*** Block opens ***

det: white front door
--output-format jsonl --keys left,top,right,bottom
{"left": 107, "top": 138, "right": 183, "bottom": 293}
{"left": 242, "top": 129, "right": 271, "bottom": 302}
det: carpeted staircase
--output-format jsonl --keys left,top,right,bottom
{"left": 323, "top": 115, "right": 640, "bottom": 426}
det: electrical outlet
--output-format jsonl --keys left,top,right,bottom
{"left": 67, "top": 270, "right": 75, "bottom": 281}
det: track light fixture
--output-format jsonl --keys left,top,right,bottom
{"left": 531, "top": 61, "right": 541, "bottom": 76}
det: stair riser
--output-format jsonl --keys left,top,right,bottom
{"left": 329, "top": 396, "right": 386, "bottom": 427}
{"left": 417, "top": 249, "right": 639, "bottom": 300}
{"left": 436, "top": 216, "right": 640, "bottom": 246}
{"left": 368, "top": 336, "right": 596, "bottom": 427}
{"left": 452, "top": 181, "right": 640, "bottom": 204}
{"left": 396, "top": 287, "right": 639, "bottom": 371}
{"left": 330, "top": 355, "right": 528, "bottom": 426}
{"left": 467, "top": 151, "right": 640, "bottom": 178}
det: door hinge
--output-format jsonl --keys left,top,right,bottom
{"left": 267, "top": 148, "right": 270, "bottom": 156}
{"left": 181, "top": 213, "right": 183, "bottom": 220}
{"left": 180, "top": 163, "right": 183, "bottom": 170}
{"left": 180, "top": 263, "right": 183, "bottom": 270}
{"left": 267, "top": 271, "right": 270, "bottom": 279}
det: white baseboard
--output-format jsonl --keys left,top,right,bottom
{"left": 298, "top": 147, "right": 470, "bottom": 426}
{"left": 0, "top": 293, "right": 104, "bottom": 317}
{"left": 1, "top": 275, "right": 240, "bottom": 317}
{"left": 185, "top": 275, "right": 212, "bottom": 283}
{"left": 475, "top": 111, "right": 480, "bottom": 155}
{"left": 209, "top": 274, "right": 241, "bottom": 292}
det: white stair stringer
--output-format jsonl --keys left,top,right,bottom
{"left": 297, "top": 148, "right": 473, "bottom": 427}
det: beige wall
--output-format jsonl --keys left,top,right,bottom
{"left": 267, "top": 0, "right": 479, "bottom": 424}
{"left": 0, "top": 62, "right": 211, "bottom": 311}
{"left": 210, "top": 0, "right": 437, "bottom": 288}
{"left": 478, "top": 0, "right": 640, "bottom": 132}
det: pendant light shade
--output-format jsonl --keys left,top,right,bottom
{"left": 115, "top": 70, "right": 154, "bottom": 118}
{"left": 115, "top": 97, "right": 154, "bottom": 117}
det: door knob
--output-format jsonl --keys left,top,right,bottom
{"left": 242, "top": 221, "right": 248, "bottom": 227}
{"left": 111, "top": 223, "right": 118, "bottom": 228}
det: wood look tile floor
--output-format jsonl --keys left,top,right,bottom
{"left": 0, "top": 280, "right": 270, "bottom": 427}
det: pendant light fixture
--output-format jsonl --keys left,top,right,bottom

*** Block closes ***

#### What you will do
Which lines run from the first of the listing to the line containing "det: beige wall"? Reproduce those exactly, both ends included.

#### Task response
det: white front door
--output-format jsonl --keys left,top,right,bottom
{"left": 107, "top": 138, "right": 183, "bottom": 293}
{"left": 242, "top": 129, "right": 271, "bottom": 302}
det: carpeted staircase
--output-format jsonl --keys left,top,right,bottom
{"left": 323, "top": 115, "right": 640, "bottom": 426}
det: electrical outlet
--output-format jsonl --keys left,top,right,bottom
{"left": 67, "top": 270, "right": 75, "bottom": 281}
det: track light fixture
--output-format jsonl --keys left,top,right,bottom
{"left": 531, "top": 61, "right": 541, "bottom": 76}
det: stair riser
--output-format jsonl --keys left,top,right,bottom
{"left": 329, "top": 396, "right": 386, "bottom": 427}
{"left": 417, "top": 249, "right": 639, "bottom": 300}
{"left": 436, "top": 216, "right": 640, "bottom": 246}
{"left": 368, "top": 336, "right": 596, "bottom": 427}
{"left": 452, "top": 181, "right": 640, "bottom": 204}
{"left": 396, "top": 287, "right": 639, "bottom": 371}
{"left": 330, "top": 355, "right": 528, "bottom": 426}
{"left": 467, "top": 151, "right": 640, "bottom": 178}
det: door hinge
--output-format jsonl --keys left,top,right,bottom
{"left": 267, "top": 148, "right": 270, "bottom": 156}
{"left": 181, "top": 213, "right": 183, "bottom": 220}
{"left": 180, "top": 163, "right": 183, "bottom": 170}
{"left": 180, "top": 263, "right": 183, "bottom": 270}
{"left": 267, "top": 271, "right": 270, "bottom": 279}
det: white baseboard
--output-format jsonl --keys left,top,right,bottom
{"left": 298, "top": 147, "right": 470, "bottom": 426}
{"left": 0, "top": 293, "right": 104, "bottom": 317}
{"left": 1, "top": 275, "right": 240, "bottom": 317}
{"left": 185, "top": 275, "right": 212, "bottom": 283}
{"left": 475, "top": 111, "right": 480, "bottom": 155}
{"left": 209, "top": 274, "right": 241, "bottom": 292}
det: white stair stringer
--output-format jsonl --keys left,top,right,bottom
{"left": 297, "top": 148, "right": 473, "bottom": 427}
det: beige wall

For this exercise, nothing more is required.